---------- MATERIAL PROVIDED ----------

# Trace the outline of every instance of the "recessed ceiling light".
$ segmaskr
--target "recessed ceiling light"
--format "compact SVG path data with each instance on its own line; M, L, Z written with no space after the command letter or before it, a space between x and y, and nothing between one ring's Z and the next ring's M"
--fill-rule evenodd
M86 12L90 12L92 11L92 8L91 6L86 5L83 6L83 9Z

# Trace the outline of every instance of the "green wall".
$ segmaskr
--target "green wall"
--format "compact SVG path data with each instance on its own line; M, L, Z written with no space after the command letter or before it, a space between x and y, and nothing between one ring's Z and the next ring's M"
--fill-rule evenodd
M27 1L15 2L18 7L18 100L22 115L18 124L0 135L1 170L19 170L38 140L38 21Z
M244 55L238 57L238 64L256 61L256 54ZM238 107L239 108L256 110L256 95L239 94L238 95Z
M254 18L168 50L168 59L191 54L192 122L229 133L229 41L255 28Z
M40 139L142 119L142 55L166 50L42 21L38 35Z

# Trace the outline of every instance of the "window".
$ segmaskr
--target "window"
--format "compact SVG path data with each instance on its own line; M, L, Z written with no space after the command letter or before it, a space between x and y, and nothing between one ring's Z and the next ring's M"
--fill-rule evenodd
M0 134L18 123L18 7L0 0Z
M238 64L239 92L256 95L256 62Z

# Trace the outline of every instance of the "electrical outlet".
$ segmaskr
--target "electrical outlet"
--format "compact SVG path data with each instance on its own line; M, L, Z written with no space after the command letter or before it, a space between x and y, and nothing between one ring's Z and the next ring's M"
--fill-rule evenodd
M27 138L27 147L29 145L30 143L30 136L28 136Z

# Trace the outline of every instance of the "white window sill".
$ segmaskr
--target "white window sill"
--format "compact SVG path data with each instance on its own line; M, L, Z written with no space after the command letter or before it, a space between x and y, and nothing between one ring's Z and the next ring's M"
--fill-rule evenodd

----------

TASK - Edit the data from its first line through the line containing "M40 139L142 119L142 55L166 50L42 21L38 35Z" by changing "evenodd" to "nonzero" and keeping everything else the same. Return only those lines.

REPLY TO THE TASK -
# Trace the outline of every instance of the "recessed ceiling light".
$ segmaskr
--target "recessed ceiling light"
--format "compact SVG path data with each instance on its own line; M, L, Z written with no space after the command letter or before it, a space between x and y, and nothing between one ring's Z and the next ring's M"
--fill-rule nonzero
M86 12L90 12L92 11L92 8L91 6L86 5L83 6L83 9Z

# Trace the outline of every instance of the "green wall".
$ segmaskr
--target "green wall"
--format "compact SVG path data with each instance on its own line; M, L, Z written with no space after the command letter or before it, a space between x and y, and nothing between one ring's Z and the next ring's M"
--fill-rule nonzero
M27 1L15 2L18 7L18 100L22 115L18 124L0 135L1 170L19 170L38 140L38 21Z
M244 55L238 57L238 64L256 61L256 54ZM238 107L239 108L256 110L256 95L239 94L238 95Z
M254 18L168 50L168 59L191 54L192 122L229 133L229 41L255 28Z
M40 139L142 119L142 55L166 50L42 21L38 35Z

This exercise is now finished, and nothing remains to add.